_Text segment_:
Three main categories of coverage related problems can be identified into three classes: (i) target coverage, (ii) barrier coverage, and (iii) area coverage. In target coverage class, we try to monitor various targets with sensor nodes in target tracking applications. In barrier coverage, we try to minimize the probability of undetected penetration through a sensor node. On the other hand, area coverage can be divided into two groups: partially coverage and full coverage.
In partially coverage, a determined percent of monitored area can be covered with distributed sensor nodes. While in full coverage class we must continuously monitor whole interested area [19, 20].
This paper proposes a new method based on learning automata to improve the coverage and to prolong the lifetime of WSNs. The proposed scheme reduces the amount of energy consumption in the network and as a result increases the network lifetime by identifying and disabling the redundant nodes. The simulation result shows that proposed method improves the network performance metrics such as coverage and energy consumption.
Briefly, the main contribution of this paper are as follows:
· Discussing the various related works about WSNs coverage optimization strategies.
· Proposing a new coverage optimization mechanism in WSNs using learning automata.
· Evaluation and validation of the effectiveness of proposed mechanism in MATLAB simulator under varying sensor nodes.
The rest of the paper is organized as follows. Section 2 indicates related works. Section 3 describes the proposed scheme. Section 4 describes the performance evaluation of the proposed scheme and finally, Section 5 provides the conclusion and future works.
2- Related Works
This section provides an overall picture of the literature related to the coverage problems in WSNs.
In [21], a method based on target coverage in heterogeneous wireless sensor networks has been proposed. This method is one of the connected k-coverage methods. In addition, each node in the coverage set can communicate with the sink either directly or via a multi-hop connection through its neighbors. In this method, neighbor nodes can be used as a relay to establish connection between nodes in the network. The disadvantages of this method are high energy consumption and as a result low network lifetime.

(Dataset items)

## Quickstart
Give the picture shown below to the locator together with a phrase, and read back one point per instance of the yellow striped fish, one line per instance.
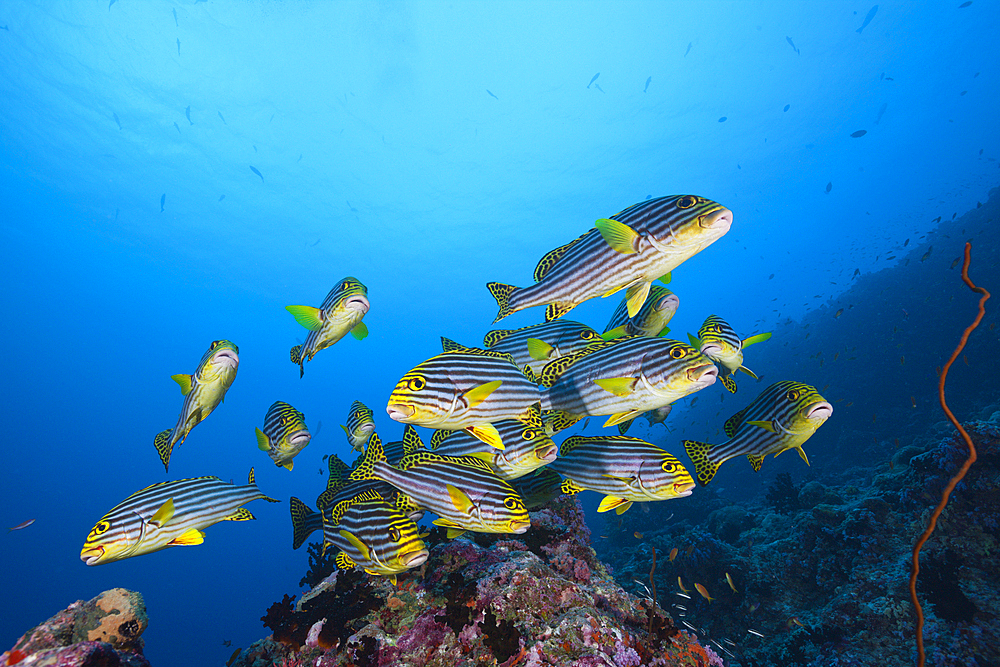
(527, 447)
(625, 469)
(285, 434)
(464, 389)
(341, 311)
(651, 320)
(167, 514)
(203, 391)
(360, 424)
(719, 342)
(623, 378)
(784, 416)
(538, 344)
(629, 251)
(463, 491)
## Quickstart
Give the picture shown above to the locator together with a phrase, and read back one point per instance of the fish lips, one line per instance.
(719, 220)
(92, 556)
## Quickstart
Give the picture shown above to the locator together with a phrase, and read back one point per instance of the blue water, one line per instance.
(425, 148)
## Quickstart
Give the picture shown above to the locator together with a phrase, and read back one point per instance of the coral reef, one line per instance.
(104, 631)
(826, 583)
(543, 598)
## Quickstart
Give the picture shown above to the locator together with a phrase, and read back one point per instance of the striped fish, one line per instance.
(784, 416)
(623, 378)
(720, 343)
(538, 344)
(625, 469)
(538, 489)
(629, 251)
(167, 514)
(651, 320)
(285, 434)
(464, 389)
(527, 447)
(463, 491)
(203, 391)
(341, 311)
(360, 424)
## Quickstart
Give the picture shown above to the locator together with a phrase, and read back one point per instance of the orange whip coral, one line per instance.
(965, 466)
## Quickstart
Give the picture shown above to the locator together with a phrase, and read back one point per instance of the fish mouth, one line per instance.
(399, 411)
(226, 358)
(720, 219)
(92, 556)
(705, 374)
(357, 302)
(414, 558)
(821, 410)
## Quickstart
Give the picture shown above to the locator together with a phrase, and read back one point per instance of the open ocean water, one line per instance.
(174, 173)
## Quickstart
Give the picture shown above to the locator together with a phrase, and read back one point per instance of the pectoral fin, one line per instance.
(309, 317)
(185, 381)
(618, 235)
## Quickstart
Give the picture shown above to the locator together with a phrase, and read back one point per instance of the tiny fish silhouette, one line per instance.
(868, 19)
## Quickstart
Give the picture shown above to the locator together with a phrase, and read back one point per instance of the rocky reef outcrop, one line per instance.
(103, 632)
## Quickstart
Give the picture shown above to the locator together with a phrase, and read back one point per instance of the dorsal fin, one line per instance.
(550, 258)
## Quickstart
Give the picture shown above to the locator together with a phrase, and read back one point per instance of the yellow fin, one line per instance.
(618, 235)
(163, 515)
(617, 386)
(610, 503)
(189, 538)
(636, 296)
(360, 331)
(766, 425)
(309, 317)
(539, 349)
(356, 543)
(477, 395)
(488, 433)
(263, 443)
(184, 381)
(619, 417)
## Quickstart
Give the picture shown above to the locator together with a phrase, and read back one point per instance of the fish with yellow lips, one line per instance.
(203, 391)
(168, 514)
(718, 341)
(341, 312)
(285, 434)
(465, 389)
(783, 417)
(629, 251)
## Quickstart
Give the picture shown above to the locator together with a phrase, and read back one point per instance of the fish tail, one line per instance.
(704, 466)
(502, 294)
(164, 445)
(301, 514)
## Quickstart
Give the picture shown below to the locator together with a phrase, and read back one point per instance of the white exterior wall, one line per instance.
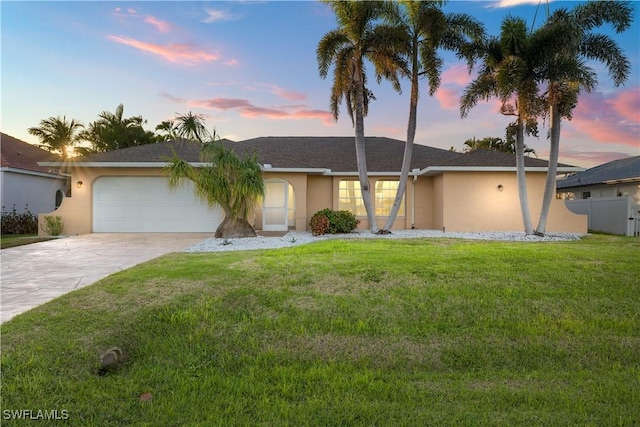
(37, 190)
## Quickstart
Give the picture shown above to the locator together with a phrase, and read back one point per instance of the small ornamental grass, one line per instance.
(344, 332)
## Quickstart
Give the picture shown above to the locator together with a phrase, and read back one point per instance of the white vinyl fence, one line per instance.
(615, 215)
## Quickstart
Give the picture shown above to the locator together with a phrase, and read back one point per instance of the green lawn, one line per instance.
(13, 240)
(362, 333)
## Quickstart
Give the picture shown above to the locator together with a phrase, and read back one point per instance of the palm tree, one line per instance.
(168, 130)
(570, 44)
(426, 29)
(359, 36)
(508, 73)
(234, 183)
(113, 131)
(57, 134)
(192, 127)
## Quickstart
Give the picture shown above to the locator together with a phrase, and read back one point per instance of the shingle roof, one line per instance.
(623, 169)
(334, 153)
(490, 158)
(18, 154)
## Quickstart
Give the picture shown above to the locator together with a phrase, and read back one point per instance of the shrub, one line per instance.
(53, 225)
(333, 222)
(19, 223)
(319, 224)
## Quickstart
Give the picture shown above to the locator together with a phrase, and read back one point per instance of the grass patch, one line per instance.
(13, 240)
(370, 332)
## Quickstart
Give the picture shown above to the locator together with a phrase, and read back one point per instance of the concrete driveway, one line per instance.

_Exercise description_: Repeat word for word the part of the sensor-coverage text that opens with the words containing "Briefly, the main" and closes with "and future works.". Nothing in the listing is needed here.

_Exercise response_:
Briefly, the main contribution of this paper are as follows:
· Discussing the various related works about WSNs coverage optimization strategies.
· Proposing a new coverage optimization mechanism in WSNs using learning automata.
· Evaluation and validation of the effectiveness of proposed mechanism in MATLAB simulator under varying sensor nodes.
The rest of the paper is organized as follows. Section 2 indicates related works. Section 3 describes the proposed scheme. Section 4 describes the performance evaluation of the proposed scheme and finally, Section 5 provides the conclusion and future works.